Thursday, September 30, 2010

My Crazy Family: Grandmother Read

.
Let's get one thing straight before I go any further down this road. When I write the adjective "crazy" in the phrase "My Crazy Family," I am in fact speaking only of my nuclear family: my parents and siblings. However, I am not going to start a separate column called "My Extended Family" just to illustrate the finer points of the family tree. My grandmother is family, but she is not crazy, nor is the grandmother I mentioned in the previous blog column. They have played their roles in the raising of my parents, but I am largely unaware of the precise details of their influence. Bottom line, they're family, so they get lumped up with all the rest of us nuts.
.
Today, my parents and I drove up to Austin to visit my grandmother, uncle, and aunt from the DFW area. They met us halfway. In a few days, my grandmother will turn 95, and the family is both thrilled and impressed. I bet she is, too.
.
Grandmother Read is still entirely self-sufficient. She lives alone and takes care of her basic needs, such as cooking, cleaning, and paying the bills. She drives to the store and to church, though I do wonder about her behind the wheel. Her car which she purchased in the 1980s barely has 30,000 miles on it.
.
Grandmother doesn't talk a whole lot. The conversation at the lunch table passed mainly between the two husband-wife pairs and me. When the food came out, it was entertaining to see my dad and uncle fuss over my grandma's food, making sure she had what she wanted on her plate and a little extra. She ate for the most part in silence.
.
Our visit lasted just over two hours. The above picture was taken while things were winding down, and we were smiling and laughing about little nothings. I caught her in a quirky pre-smile pose, about to laugh but perhaps holding it back for the seriousness of the photo shoot. So often, my grandma is reserved, quiet, almost invisible to the hubbub of family action, but this is how I prefer to think of her, as a woman who occasionally lets the little girl of her youth bubble to the surface and spill over for the world to see.
.
Happy Birthday, Grandma.

Wednesday, September 29, 2010

My Crazy Family: Grandmother's Change

.

Tasks to carry out:
A) Write out the part of the family blog from "Today, my parents" up to and including "miles on it.".
B) Go on with the family blog from the point where it stops.
The material that comes next has no connection to the family blog.

Entries supplied:
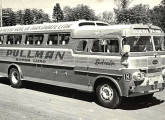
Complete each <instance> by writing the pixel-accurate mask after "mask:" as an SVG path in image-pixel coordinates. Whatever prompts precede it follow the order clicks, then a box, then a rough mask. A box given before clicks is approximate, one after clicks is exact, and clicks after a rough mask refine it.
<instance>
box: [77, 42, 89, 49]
mask: <svg viewBox="0 0 165 120" xmlns="http://www.w3.org/2000/svg"><path fill="white" fill-rule="evenodd" d="M86 45H87V41H85V40H82V41H79V43H78V46H77V49H76V50H77V51H84V50H85V47H86Z"/></svg>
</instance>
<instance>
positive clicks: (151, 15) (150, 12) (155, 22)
mask: <svg viewBox="0 0 165 120" xmlns="http://www.w3.org/2000/svg"><path fill="white" fill-rule="evenodd" d="M164 13H165V0H162V1H161V4H160V5H158V6H155V7H154V8H153V9H152V10H150V11H149V12H148V16H149V18H150V20H151V23H152V24H153V25H156V26H159V27H161V28H162V29H163V31H165V14H164Z"/></svg>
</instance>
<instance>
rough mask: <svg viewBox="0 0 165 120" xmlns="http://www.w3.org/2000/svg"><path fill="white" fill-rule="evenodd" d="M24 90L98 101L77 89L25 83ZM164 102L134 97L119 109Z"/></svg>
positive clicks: (122, 104) (154, 97) (155, 97)
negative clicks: (32, 90)
mask: <svg viewBox="0 0 165 120" xmlns="http://www.w3.org/2000/svg"><path fill="white" fill-rule="evenodd" d="M0 84H5V85H10V81H9V80H8V79H6V78H0ZM23 89H30V90H35V91H39V92H44V93H48V94H54V95H59V96H63V97H69V98H74V99H78V100H83V101H87V102H96V99H95V96H94V94H93V93H87V92H82V91H78V90H75V89H69V88H63V87H57V86H54V85H47V84H42V83H35V82H29V81H24V86H23ZM163 102H164V100H159V99H157V98H156V97H153V98H152V99H150V100H144V99H143V98H142V97H133V98H125V97H124V98H123V101H122V103H121V105H120V106H119V107H118V108H117V109H122V110H137V109H143V108H149V107H152V106H156V105H159V104H161V103H163ZM96 103H97V102H96Z"/></svg>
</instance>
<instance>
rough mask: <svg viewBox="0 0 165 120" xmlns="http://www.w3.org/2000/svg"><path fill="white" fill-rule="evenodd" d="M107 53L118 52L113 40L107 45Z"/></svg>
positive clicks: (116, 46)
mask: <svg viewBox="0 0 165 120" xmlns="http://www.w3.org/2000/svg"><path fill="white" fill-rule="evenodd" d="M107 52H108V53H110V52H115V53H117V52H119V47H118V42H117V41H115V40H111V41H110V43H109V44H108V48H107Z"/></svg>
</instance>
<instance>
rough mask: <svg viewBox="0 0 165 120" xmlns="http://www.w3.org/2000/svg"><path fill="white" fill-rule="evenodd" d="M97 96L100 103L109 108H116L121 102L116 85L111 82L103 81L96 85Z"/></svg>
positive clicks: (120, 98) (96, 94) (99, 103)
mask: <svg viewBox="0 0 165 120" xmlns="http://www.w3.org/2000/svg"><path fill="white" fill-rule="evenodd" d="M96 97H97V100H98V102H99V104H100V105H102V106H104V107H107V108H116V107H117V106H118V105H119V104H120V103H121V97H120V96H119V94H118V92H117V90H116V89H115V87H113V86H112V85H111V84H109V83H103V84H100V85H98V86H97V87H96Z"/></svg>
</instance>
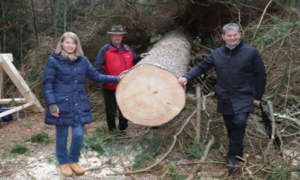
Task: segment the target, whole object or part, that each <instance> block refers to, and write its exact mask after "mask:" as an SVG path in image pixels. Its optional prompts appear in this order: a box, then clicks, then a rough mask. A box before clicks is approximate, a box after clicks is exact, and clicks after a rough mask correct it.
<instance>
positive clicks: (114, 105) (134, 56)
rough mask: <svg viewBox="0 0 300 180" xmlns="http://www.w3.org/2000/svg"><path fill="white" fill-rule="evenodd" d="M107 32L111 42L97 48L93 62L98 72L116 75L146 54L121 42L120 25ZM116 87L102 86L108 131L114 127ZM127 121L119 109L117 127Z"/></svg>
mask: <svg viewBox="0 0 300 180" xmlns="http://www.w3.org/2000/svg"><path fill="white" fill-rule="evenodd" d="M107 33H108V34H110V35H111V42H110V43H108V44H106V45H104V46H103V47H102V48H101V49H100V50H99V52H98V55H97V57H96V61H95V64H94V66H95V68H96V70H97V71H98V72H99V73H101V74H106V75H115V76H118V75H120V73H122V72H123V71H126V70H128V69H130V68H132V67H133V66H134V65H135V64H136V63H138V62H139V61H140V60H141V59H142V58H144V57H145V56H147V55H148V53H142V54H140V55H136V54H135V53H134V52H133V50H132V49H131V48H130V47H129V46H128V45H126V44H123V43H122V40H123V37H124V34H126V32H124V31H123V27H122V26H121V25H118V26H116V25H114V26H113V27H112V29H111V32H107ZM116 87H117V85H116V84H105V85H104V86H103V92H104V101H105V111H106V119H107V125H108V129H109V130H110V131H111V130H115V129H116V120H115V117H116V111H117V102H116V97H115V92H116ZM127 122H128V121H127V119H126V118H125V117H124V116H123V115H122V113H121V111H120V110H119V126H118V128H119V129H120V130H125V129H126V128H127V126H128V124H127Z"/></svg>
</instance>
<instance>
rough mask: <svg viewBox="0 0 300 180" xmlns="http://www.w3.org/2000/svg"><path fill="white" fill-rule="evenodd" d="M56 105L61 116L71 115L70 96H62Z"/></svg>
mask: <svg viewBox="0 0 300 180" xmlns="http://www.w3.org/2000/svg"><path fill="white" fill-rule="evenodd" d="M56 105H57V107H58V109H59V114H60V115H62V114H69V113H70V112H71V107H72V106H71V105H70V97H69V95H67V96H66V95H62V96H57V97H56Z"/></svg>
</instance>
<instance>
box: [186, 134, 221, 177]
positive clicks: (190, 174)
mask: <svg viewBox="0 0 300 180" xmlns="http://www.w3.org/2000/svg"><path fill="white" fill-rule="evenodd" d="M214 143H215V138H214V136H211V138H210V140H209V142H208V144H207V145H206V148H205V150H204V156H203V157H202V158H201V160H200V161H205V159H206V157H207V155H208V152H209V150H210V148H211V146H212V145H213V144H214ZM200 167H201V164H197V165H196V166H195V167H194V168H193V170H192V172H191V174H190V175H189V177H188V178H186V179H185V180H192V179H193V178H194V177H195V175H196V173H197V171H198V169H199V168H200Z"/></svg>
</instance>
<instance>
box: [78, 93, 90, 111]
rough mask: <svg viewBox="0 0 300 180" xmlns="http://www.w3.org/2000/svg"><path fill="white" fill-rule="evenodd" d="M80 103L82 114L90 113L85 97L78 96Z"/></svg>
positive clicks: (85, 97)
mask: <svg viewBox="0 0 300 180" xmlns="http://www.w3.org/2000/svg"><path fill="white" fill-rule="evenodd" d="M80 101H81V110H82V112H90V111H91V106H90V102H89V99H88V97H87V95H80Z"/></svg>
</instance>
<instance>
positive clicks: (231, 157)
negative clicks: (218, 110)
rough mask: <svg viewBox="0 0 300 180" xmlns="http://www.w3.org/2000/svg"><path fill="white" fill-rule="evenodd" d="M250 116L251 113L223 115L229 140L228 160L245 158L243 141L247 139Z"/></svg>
mask: <svg viewBox="0 0 300 180" xmlns="http://www.w3.org/2000/svg"><path fill="white" fill-rule="evenodd" d="M248 116H249V113H241V114H235V115H225V114H223V119H224V121H225V125H226V129H227V134H228V138H229V148H228V153H227V157H228V158H235V156H240V157H243V150H244V147H243V140H244V137H245V131H246V126H247V119H248Z"/></svg>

Task-by-task answers:
A)
Today, my parents and I drove up to Austin to visit my grandmother, uncle, and aunt from the DFW area. They met us halfway. In a few days, my grandmother will turn 95, and the family is both thrilled and impressed. I bet she is, too.
.
Grandmother Read is still entirely self-sufficient. She lives alone and takes care of her basic needs, such as cooking, cleaning, and paying the bills. She drives to the store and to church, though I do wonder about her behind the wheel. Her car which she purchased in the 1980s barely has 30,000 miles on it.

B)
With the exception of my sister, my family is naturally disorganized. Oh, sure, we know where things are, but to the unaccustomed eye, our living area (be it in Corpus or anywhere else we have dominion) is a sea of clutter - paper, books, and junk, stacks of gonna-woulda-shoulda-didn't. It's a lifestyle choice as much as anything else.
.
I am a messy person, but even I have my limits. I went crazy in my parents' den, eliminating needless piles of books and trying to make sure that most books were vertical and actually in the bookcase. Then I attacked a cupboard with duplicate cinnamon and sage, empty salt shakers, and a whole bunch of miniature metal pans, the purpose of which has yet to be satisfactorily explained to me. Finally, I turned my attention to the pantry.
.
Several months ago before my Texas hike, I stared in fascination as my brother Charlie emptied my parents' fridge on the kitchen table and painstakingly organized it and cleaned it up. He was a maniacal, unreasonable tyrant, throwing out outdated salad dressing, mustard, anything that threatened his vision of perfect organization. Looking at the fridge today, you wouldn't suspect he'd done anything at all.
.
Starting in on the pantry, I felt a wave of empathy for my fool of a brother. He spent a good amount of time pushing the boulder of my parents' mess up the mountain of cleanliness but to no avail. I knew I'd be doing the same, but for the moment, it felt good to push.
.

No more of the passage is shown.